EXTRACT Block Start
The ‘wisdom’ or ‘intellectual’ sheath, Vijnanamaya can be thought of as the witness, the one observing our thoughts and actions. It’s the part of us that can observe thought without becoming entangled in thought. Whilst in a meditation practice, you may recognise vijanamaya kosha when observing your thoughts, allowing them to come and go. We can be aware of vijnanamaya kosha when acting instinctually, and from a place of observing ourselves. Linked to the element of air, we can’t necessarily see the things vijnanamaya does, but it’s always there and pervades all other layers of the body and mind.
Referring to ‘bliss’, ananda is thought of as a state of joy and divinity and may be recognisable as the feeling you sense in savasana at the end of a yoga class: the feeling that everything is in harmony, a sense of upliftment, ecstasy and joy. We can move in and out of this bliss state, and back and forth through the many sheaths on a regular basis.
The Body As A Communicating, Connected Whole
As Prana Vinyasa founder Shiva Rea says, the state of bliss “Isn’t a V.I.P zone”. It’s something available to all of us, and the more we bring each layer of being into balance, the more readily available this state becomes. Bliss isn’t something we need to look outwardly for. It’s something that exists within us, and something that is found when attention turns inward.
Whilst the Kosha system seems to present each layer as separate, what it also reveals is how very interconnected each layer is. Everything we take in through the senses and outer body will impact upon the inner layers, and everything emitted from the inner layers results in our outward actions and place in the world. Founder of Be-Yoga in Sussex, and the Be-Yoga Academy Teacher Trainings, Bryony Hamerton, has studied with Shiva Rea in depth, and also with the Minded Institute as a Yoga Therapist;
“The way I work with the Koshas is to see the person as a whole, with all the different layers having an effect and connection to each other. The Manomaya Kosha (the mind) is profoundly changed by the way we breathe and move, and in turn, the way we breathe and move can be a result of how we think”.
EXTRACT Block End
THE DATA Block Start
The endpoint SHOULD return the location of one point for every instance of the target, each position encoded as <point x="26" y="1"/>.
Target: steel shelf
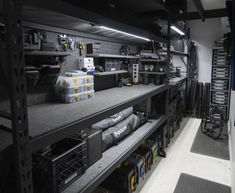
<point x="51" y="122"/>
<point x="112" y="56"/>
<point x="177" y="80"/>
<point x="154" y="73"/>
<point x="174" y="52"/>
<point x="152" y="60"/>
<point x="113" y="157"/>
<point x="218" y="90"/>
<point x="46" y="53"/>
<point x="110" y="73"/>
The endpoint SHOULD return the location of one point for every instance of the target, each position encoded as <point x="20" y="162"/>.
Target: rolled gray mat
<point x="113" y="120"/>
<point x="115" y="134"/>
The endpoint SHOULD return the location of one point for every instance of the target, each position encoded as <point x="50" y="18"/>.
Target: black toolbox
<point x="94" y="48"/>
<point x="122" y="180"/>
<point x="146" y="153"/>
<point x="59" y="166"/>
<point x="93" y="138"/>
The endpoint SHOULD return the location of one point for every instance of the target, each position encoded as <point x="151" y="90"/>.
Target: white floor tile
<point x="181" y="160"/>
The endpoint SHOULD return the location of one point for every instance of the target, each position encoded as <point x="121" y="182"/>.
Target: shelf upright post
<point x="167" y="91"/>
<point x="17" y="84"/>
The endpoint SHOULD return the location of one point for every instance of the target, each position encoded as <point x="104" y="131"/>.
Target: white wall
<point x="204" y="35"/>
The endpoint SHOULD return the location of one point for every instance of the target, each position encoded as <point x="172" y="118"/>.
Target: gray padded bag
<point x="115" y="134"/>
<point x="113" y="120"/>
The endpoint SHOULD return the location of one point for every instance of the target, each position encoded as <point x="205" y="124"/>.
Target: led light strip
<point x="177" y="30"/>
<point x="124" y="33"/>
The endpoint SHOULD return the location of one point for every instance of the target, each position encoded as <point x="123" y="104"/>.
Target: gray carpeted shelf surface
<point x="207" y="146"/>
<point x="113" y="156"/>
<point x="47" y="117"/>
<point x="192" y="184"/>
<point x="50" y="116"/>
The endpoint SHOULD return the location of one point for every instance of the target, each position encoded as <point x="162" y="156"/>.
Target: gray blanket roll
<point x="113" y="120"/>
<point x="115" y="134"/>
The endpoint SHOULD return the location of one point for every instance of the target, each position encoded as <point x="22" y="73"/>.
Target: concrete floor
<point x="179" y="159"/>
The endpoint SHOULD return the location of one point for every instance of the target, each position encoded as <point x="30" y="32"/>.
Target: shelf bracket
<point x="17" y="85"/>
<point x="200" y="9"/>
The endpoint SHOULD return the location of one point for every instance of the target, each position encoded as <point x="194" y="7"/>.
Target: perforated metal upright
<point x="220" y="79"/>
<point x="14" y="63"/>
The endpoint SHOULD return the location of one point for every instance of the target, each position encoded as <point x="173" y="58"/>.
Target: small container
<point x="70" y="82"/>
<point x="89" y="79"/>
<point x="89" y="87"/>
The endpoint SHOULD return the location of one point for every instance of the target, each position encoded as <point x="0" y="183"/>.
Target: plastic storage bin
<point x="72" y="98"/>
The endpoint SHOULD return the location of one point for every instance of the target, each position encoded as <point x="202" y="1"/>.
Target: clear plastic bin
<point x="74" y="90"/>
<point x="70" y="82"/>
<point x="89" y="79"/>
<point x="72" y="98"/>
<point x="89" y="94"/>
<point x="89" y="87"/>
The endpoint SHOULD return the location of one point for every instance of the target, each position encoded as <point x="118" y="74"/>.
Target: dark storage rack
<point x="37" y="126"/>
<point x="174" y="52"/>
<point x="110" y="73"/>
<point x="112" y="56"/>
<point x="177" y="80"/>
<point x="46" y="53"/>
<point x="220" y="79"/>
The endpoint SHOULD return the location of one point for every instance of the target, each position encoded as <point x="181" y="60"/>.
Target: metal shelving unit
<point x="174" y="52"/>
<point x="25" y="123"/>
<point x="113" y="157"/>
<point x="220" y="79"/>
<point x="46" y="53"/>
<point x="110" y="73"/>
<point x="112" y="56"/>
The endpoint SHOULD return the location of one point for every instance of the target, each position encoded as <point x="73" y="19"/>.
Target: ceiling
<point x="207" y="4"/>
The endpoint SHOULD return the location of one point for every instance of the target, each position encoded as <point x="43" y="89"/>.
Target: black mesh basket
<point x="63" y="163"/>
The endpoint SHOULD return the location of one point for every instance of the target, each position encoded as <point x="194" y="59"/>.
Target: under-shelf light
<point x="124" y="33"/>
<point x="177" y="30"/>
THE DATA Block End
THE DATA Block Start
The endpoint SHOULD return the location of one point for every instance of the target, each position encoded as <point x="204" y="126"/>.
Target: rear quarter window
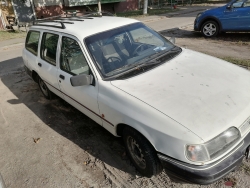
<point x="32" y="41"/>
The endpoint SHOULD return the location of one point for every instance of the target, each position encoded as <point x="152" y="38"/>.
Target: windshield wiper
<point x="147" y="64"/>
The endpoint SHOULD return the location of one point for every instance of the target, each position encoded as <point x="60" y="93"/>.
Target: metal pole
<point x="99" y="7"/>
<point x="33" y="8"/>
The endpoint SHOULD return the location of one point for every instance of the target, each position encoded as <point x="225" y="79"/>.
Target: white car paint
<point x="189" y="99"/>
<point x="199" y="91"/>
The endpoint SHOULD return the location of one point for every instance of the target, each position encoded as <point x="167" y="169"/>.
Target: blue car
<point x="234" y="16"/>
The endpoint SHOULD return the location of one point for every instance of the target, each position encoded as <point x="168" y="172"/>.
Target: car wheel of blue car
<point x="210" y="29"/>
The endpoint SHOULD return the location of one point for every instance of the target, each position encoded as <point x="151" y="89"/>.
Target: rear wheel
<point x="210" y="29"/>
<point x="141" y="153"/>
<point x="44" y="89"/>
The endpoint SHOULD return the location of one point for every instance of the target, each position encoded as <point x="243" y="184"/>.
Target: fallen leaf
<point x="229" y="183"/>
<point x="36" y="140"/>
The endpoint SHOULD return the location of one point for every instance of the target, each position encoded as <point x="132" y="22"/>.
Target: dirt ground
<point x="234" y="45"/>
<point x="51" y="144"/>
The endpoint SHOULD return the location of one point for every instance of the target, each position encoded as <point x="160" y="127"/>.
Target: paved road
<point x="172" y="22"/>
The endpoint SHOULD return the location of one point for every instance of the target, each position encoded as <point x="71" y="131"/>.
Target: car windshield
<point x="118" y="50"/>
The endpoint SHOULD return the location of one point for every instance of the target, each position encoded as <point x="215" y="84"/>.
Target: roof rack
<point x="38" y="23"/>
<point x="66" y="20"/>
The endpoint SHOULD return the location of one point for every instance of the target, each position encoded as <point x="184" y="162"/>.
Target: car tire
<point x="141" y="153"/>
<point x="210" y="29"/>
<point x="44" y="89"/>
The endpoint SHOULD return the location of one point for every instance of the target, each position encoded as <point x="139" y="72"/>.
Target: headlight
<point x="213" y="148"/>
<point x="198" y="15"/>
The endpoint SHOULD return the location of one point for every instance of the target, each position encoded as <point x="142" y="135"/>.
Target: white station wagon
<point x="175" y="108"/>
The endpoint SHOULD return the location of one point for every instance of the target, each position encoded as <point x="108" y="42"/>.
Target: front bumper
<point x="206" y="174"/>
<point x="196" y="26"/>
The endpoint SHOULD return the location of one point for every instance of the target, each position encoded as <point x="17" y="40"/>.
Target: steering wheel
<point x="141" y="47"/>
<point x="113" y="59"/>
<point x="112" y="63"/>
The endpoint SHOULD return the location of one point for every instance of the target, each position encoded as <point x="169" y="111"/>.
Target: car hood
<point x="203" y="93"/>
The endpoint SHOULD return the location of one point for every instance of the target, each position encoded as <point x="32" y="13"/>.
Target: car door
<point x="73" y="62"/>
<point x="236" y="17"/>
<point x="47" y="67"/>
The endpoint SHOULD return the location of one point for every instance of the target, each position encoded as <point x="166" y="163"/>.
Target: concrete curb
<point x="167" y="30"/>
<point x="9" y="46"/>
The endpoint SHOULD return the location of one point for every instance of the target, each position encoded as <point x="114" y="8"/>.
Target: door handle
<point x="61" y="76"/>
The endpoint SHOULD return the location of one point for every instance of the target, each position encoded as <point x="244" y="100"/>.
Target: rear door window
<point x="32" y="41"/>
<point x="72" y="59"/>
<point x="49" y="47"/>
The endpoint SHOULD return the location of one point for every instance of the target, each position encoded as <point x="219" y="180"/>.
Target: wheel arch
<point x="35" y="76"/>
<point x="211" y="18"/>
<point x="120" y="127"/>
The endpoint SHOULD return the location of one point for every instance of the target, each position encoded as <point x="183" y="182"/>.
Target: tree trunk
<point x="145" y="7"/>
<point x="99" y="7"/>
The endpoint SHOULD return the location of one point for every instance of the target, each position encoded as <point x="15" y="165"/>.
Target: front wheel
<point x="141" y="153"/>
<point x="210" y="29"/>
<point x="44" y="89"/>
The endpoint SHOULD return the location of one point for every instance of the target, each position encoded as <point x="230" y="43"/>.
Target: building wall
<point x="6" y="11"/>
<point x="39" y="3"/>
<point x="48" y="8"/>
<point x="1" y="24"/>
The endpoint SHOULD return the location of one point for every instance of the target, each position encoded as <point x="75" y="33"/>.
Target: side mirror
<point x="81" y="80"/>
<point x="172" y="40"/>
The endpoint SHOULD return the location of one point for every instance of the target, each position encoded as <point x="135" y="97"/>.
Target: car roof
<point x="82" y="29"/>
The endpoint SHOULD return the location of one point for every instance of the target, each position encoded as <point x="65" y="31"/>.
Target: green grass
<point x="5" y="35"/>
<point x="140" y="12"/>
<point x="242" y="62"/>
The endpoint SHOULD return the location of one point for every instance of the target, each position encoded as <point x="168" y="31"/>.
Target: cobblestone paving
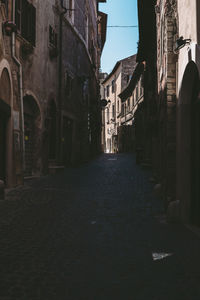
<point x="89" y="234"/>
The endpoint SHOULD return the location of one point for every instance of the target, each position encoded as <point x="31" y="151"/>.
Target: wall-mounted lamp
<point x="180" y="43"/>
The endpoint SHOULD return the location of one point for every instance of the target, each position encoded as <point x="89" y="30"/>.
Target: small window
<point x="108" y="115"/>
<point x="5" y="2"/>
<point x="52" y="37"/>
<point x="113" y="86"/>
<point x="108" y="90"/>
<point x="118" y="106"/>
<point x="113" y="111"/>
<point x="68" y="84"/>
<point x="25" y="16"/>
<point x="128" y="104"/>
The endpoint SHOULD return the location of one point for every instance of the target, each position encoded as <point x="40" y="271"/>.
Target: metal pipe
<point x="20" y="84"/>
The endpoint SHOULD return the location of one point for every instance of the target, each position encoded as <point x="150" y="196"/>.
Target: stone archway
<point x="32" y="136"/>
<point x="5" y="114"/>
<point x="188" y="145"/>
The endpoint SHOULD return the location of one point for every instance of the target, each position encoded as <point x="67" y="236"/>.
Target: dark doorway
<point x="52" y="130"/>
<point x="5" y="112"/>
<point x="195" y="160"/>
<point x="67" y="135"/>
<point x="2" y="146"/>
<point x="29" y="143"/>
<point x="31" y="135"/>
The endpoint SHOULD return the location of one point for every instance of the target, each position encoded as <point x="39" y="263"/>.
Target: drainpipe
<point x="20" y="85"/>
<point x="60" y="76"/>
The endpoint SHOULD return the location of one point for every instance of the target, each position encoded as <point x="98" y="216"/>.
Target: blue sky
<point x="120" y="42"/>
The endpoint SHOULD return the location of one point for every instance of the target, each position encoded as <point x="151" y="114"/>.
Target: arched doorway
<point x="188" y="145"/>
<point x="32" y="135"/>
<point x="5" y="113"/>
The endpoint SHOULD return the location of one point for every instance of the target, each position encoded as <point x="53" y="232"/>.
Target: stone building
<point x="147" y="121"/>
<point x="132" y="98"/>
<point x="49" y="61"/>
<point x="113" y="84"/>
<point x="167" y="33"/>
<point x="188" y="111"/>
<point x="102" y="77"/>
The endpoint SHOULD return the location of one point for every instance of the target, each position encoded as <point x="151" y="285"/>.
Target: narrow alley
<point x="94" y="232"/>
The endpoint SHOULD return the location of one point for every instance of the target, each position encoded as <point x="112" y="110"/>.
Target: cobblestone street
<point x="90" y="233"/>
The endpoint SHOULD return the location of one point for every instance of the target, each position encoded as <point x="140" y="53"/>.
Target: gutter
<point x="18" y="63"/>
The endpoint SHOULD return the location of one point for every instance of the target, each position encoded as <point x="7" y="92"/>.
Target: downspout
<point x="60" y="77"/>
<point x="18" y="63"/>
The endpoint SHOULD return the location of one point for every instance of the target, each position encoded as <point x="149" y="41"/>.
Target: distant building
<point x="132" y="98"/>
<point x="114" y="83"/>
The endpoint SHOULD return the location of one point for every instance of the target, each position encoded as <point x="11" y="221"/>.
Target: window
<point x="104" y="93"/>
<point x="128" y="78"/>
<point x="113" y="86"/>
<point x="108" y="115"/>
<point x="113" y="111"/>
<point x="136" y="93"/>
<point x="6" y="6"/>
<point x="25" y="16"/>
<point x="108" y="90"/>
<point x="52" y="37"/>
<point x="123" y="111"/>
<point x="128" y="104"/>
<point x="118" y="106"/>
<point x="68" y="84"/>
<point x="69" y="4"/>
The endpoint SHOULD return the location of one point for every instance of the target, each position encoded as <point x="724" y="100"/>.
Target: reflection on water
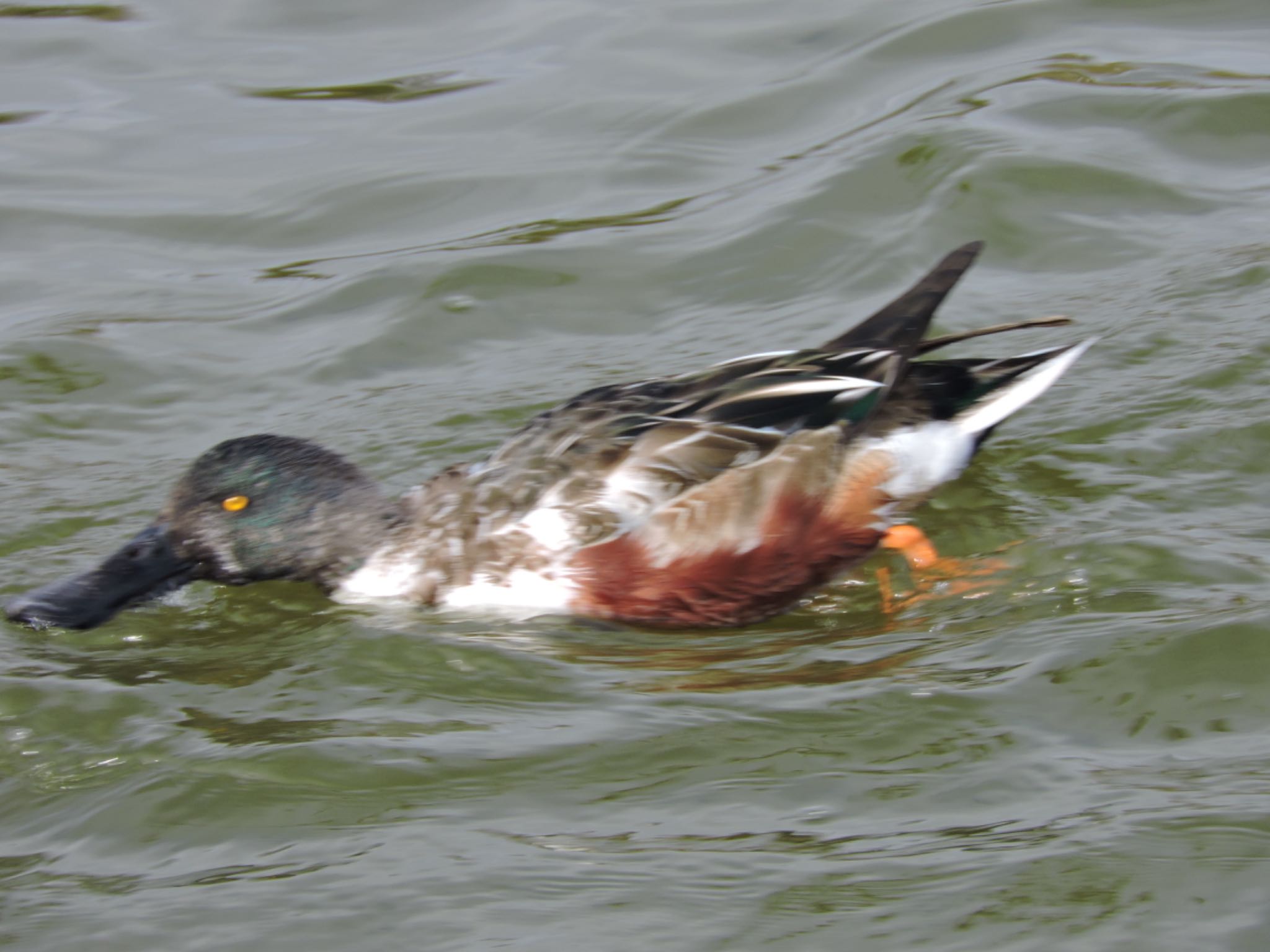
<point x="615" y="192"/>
THE DATA Block End
◆ QUESTIONS ON THE MATERIAL
a – In the passage on the koshas, which element is vijnanamaya kosha linked to?
b – Translate this sentence from the passage on the koshas into Spanish: "Bliss isn't something we need to look outwardly for."
c – Write the next paragraph of the passage on the koshas, picking up after its final sentence.

◆ RESPONSES FOR EACH TASK
a – Air.

b – La dicha no es algo que necesitemos buscar fuera de nosotros.

c –
When viewing the kosha system from this angle, we can see how all aspects of us are so deeply connected, and that the way we feel from day to day isn’t just due to one thing, it’s created by everything we experience and do. All layers of us communicate and connect to create the moment we’re experiencing right now. Notice how you feel energetically when you breathe fully. Notice how what you eat or drink affects your state of mind. When you move or speak from a place of wisdom and intuition, how do the layers of your body react? When you read, create or converse, does your intellectual layer of manomaya come into play?
Beneath the many layers lies the Atman, our True Self and the core of ‘who we are’. At this core is the soul, the divine, God, the truth, the expression of creation within you, or however you might refer to it. This True Self is the unchanging part of us. No matter how much turmoil the other layers might experience, this place remains at peace. No matter how many different opinions, dreams, or changes of habit we adopt, the Atman remains always unaffected, always true.
Journeying through the five koshas isn’t a one-way trip, though with more harmony between all aspects of ourselves, an allowing of back and forth pulsation from annamaya to anandamaya kosha, we find a more harmonious and free-flowing body and mind. Through finding balance and harmony in the five sheaths, we can glimpse the stillness and peace of the True Self. In essence, it becomes evident that the sense of bliss and joy we’ve been looking for all along really doesn’t come from reaching outward beyond ourselves, but from looking within.